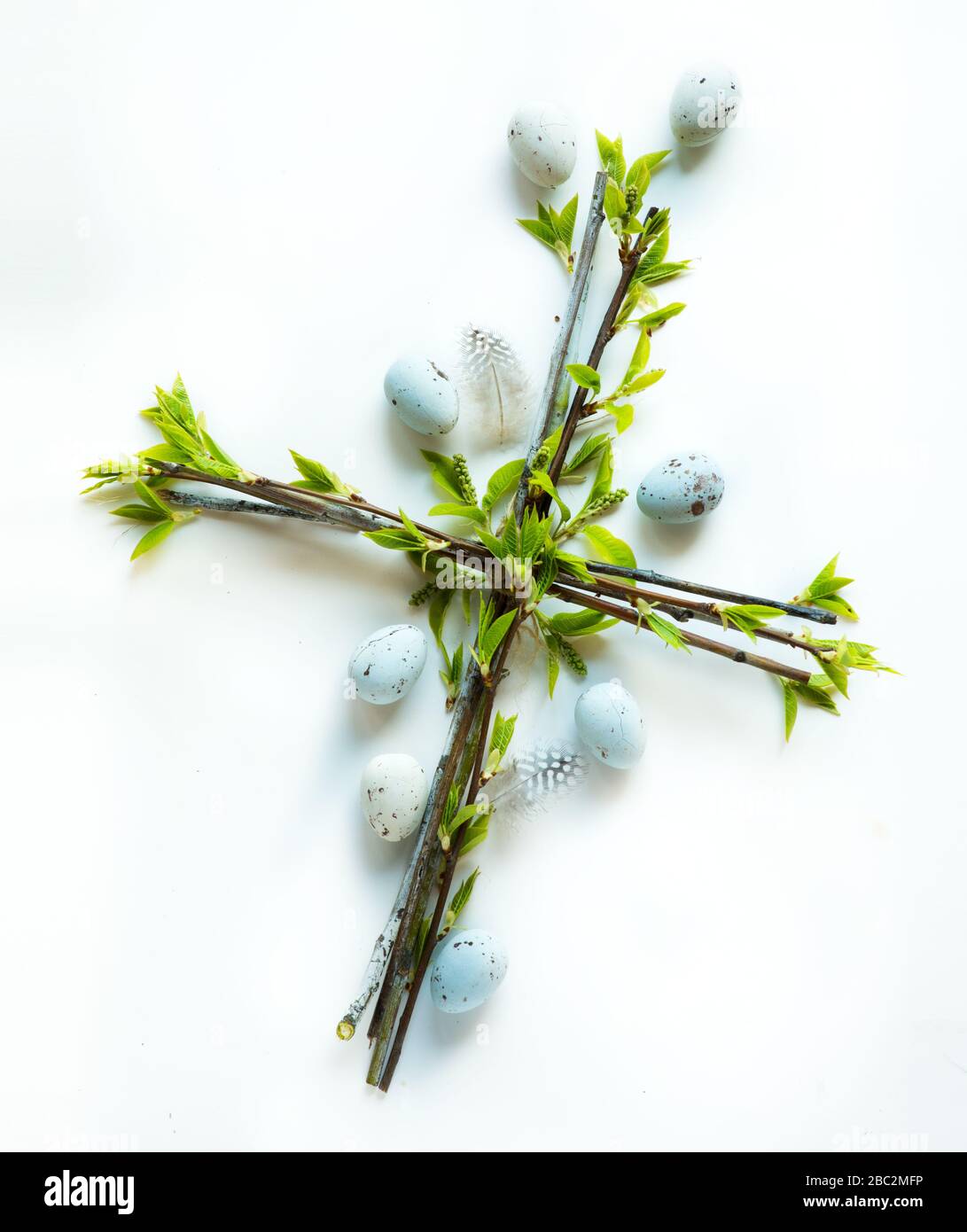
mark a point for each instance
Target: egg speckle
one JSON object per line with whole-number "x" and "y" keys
{"x": 542, "y": 142}
{"x": 612, "y": 725}
{"x": 386, "y": 666}
{"x": 705, "y": 103}
{"x": 394, "y": 795}
{"x": 423, "y": 395}
{"x": 466, "y": 971}
{"x": 682, "y": 489}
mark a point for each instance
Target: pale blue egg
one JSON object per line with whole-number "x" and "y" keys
{"x": 387, "y": 664}
{"x": 466, "y": 971}
{"x": 682, "y": 489}
{"x": 423, "y": 395}
{"x": 612, "y": 725}
{"x": 705, "y": 104}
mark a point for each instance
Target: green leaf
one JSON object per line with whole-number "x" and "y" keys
{"x": 165, "y": 452}
{"x": 490, "y": 542}
{"x": 568, "y": 218}
{"x": 454, "y": 511}
{"x": 176, "y": 435}
{"x": 217, "y": 454}
{"x": 838, "y": 674}
{"x": 152, "y": 539}
{"x": 462, "y": 896}
{"x": 444, "y": 473}
{"x": 589, "y": 450}
{"x": 640, "y": 176}
{"x": 838, "y": 605}
{"x": 319, "y": 479}
{"x": 623, "y": 414}
{"x": 604, "y": 474}
{"x": 574, "y": 565}
{"x": 474, "y": 834}
{"x": 553, "y": 667}
{"x": 660, "y": 272}
{"x": 399, "y": 541}
{"x": 436, "y": 613}
{"x": 177, "y": 413}
{"x": 791, "y": 705}
{"x": 657, "y": 252}
{"x": 642, "y": 382}
{"x": 139, "y": 514}
{"x": 640, "y": 359}
{"x": 502, "y": 482}
{"x": 667, "y": 631}
{"x": 495, "y": 635}
{"x": 585, "y": 378}
{"x": 612, "y": 157}
{"x": 581, "y": 624}
{"x": 152, "y": 501}
{"x": 615, "y": 202}
{"x": 546, "y": 483}
{"x": 654, "y": 319}
{"x": 544, "y": 232}
{"x": 748, "y": 618}
{"x": 815, "y": 695}
{"x": 609, "y": 547}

Exercise details » Write out every line of the rows above again, requests included, multiplying each x and y coordinate in the answers by 0.6 and rounding it to a whole number, with halves rounded up. Leave the pictures out.

In response »
mark a point for each instance
Target: egg speckle
one JSON object per line with whole-number "x" and "y" keys
{"x": 325, "y": 85}
{"x": 367, "y": 435}
{"x": 232, "y": 400}
{"x": 423, "y": 62}
{"x": 236, "y": 477}
{"x": 254, "y": 237}
{"x": 280, "y": 583}
{"x": 409, "y": 293}
mark a point for each instance
Target: pale blue egg
one JSON object per line with whole-number "x" and "y" keys
{"x": 232, "y": 398}
{"x": 280, "y": 583}
{"x": 409, "y": 293}
{"x": 254, "y": 237}
{"x": 367, "y": 435}
{"x": 423, "y": 62}
mark a point for each instance
Target: green leaf
one JSON object per line with whole-number "x" and "y" keys
{"x": 99, "y": 271}
{"x": 294, "y": 325}
{"x": 341, "y": 131}
{"x": 272, "y": 307}
{"x": 106, "y": 261}
{"x": 130, "y": 272}
{"x": 503, "y": 404}
{"x": 91, "y": 323}
{"x": 277, "y": 538}
{"x": 266, "y": 284}
{"x": 353, "y": 270}
{"x": 384, "y": 106}
{"x": 503, "y": 363}
{"x": 191, "y": 287}
{"x": 374, "y": 248}
{"x": 362, "y": 284}
{"x": 344, "y": 339}
{"x": 284, "y": 500}
{"x": 332, "y": 400}
{"x": 396, "y": 163}
{"x": 239, "y": 325}
{"x": 262, "y": 368}
{"x": 106, "y": 248}
{"x": 475, "y": 423}
{"x": 394, "y": 151}
{"x": 385, "y": 229}
{"x": 83, "y": 308}
{"x": 384, "y": 215}
{"x": 301, "y": 289}
{"x": 400, "y": 379}
{"x": 297, "y": 381}
{"x": 351, "y": 227}
{"x": 367, "y": 94}
{"x": 349, "y": 374}
{"x": 91, "y": 301}
{"x": 369, "y": 121}
{"x": 328, "y": 290}
{"x": 392, "y": 191}
{"x": 326, "y": 139}
{"x": 449, "y": 371}
{"x": 489, "y": 417}
{"x": 365, "y": 328}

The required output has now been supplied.